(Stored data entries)
<<<<

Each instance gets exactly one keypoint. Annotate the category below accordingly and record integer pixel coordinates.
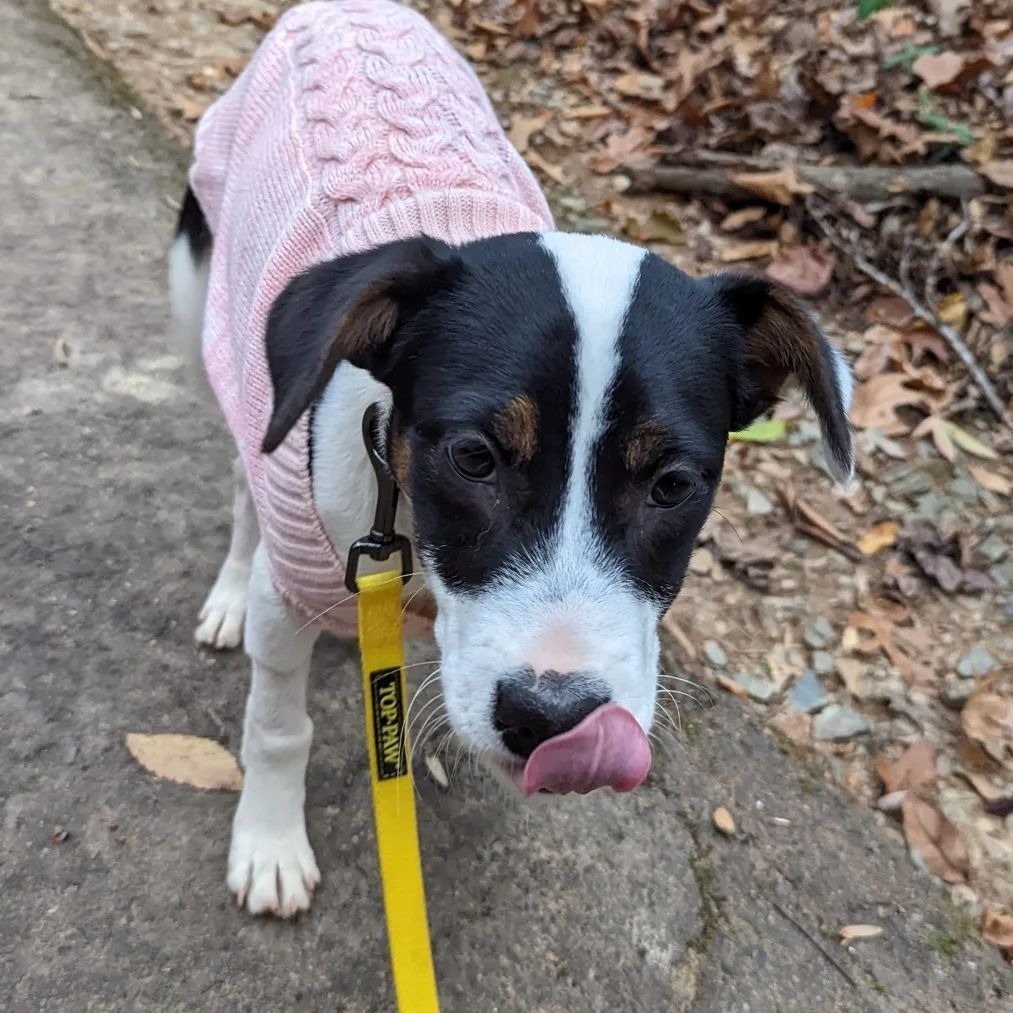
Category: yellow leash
(385, 695)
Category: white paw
(220, 622)
(273, 873)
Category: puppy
(555, 409)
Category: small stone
(757, 502)
(994, 548)
(723, 822)
(823, 663)
(837, 724)
(808, 695)
(713, 652)
(819, 633)
(977, 663)
(929, 505)
(760, 689)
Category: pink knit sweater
(356, 124)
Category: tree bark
(863, 182)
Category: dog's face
(561, 404)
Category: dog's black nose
(531, 709)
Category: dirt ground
(113, 897)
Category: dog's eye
(472, 459)
(671, 489)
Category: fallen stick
(862, 182)
(923, 313)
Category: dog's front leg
(271, 868)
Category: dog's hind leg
(220, 622)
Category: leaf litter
(595, 93)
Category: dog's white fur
(570, 610)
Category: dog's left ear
(351, 309)
(780, 339)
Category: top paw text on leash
(554, 410)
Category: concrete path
(112, 490)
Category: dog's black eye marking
(672, 488)
(472, 459)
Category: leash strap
(385, 693)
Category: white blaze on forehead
(599, 279)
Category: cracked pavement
(113, 492)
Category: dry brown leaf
(806, 269)
(997, 927)
(880, 629)
(936, 427)
(991, 480)
(968, 443)
(988, 719)
(882, 536)
(937, 70)
(915, 769)
(1001, 173)
(738, 219)
(752, 249)
(852, 932)
(723, 822)
(189, 109)
(639, 84)
(934, 839)
(620, 148)
(779, 187)
(875, 403)
(525, 128)
(730, 686)
(201, 763)
(981, 784)
(810, 522)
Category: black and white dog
(558, 409)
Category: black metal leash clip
(382, 541)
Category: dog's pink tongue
(608, 749)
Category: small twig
(842, 970)
(951, 337)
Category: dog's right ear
(351, 309)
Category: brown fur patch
(517, 427)
(646, 442)
(400, 460)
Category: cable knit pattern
(355, 125)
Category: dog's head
(561, 404)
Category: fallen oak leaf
(739, 219)
(882, 536)
(987, 718)
(970, 444)
(781, 186)
(200, 763)
(809, 522)
(991, 480)
(524, 129)
(1001, 173)
(723, 822)
(805, 269)
(915, 769)
(934, 840)
(997, 927)
(849, 933)
(753, 249)
(875, 403)
(938, 70)
(880, 629)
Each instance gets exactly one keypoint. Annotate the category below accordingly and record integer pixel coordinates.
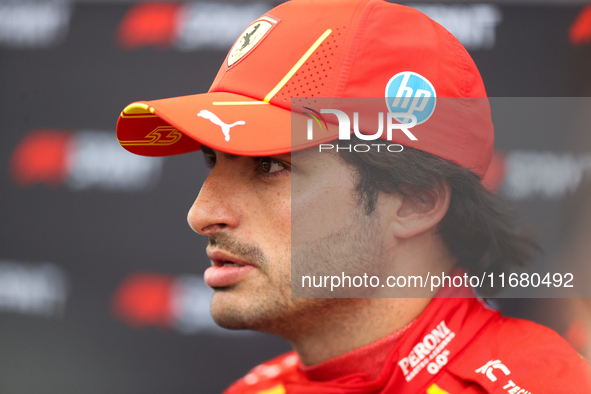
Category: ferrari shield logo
(250, 38)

>>>>

- Problem details: Write out exactly the lines from the line holding "Category: dirt ground" through the last line of the records above, inclusive, and nothing more. Leave out the pictures.

- Solution for this problem:
Category: dirt ground
(113, 897)
Category: dog's eye
(472, 459)
(671, 489)
Category: fallen stick
(862, 182)
(923, 313)
Category: dog's front leg
(271, 868)
Category: dog's hind leg
(220, 622)
Category: leaf litter
(595, 93)
Category: dog's white fur
(570, 610)
Category: dog's left ear
(351, 309)
(780, 339)
Category: top paw text on leash
(554, 410)
Category: concrete path
(112, 490)
Category: dog's black eye marking
(672, 488)
(472, 459)
Category: leash strap
(385, 693)
Category: white blaze on forehead
(599, 279)
Category: cracked pavement
(113, 492)
Category: dry brown leaf
(806, 269)
(997, 927)
(880, 629)
(936, 427)
(991, 480)
(968, 443)
(988, 719)
(882, 536)
(937, 70)
(915, 769)
(1001, 173)
(738, 219)
(752, 249)
(852, 932)
(723, 822)
(189, 109)
(639, 84)
(934, 839)
(620, 148)
(779, 187)
(875, 403)
(525, 128)
(730, 686)
(201, 763)
(981, 784)
(810, 522)
Category: black and white dog
(558, 409)
Category: black metal leash clip
(382, 541)
Category: dog's pink tongue
(608, 749)
Category: small twig
(842, 970)
(951, 337)
Category: dog's right ear
(351, 309)
Category: brown fur patch
(517, 427)
(646, 442)
(400, 460)
Category: cable knit pattern
(355, 125)
Category: dog's head
(561, 404)
Category: fallen oak leaf
(739, 219)
(882, 536)
(987, 718)
(970, 444)
(781, 186)
(200, 763)
(809, 522)
(991, 480)
(524, 129)
(1001, 173)
(723, 822)
(805, 269)
(915, 769)
(934, 840)
(997, 927)
(849, 933)
(753, 249)
(875, 403)
(938, 70)
(880, 629)
Each instance gets exactly one keypoint. Annotate the category below accordingly and record integer pixel coordinates.
Category: ferrari shield logo
(250, 38)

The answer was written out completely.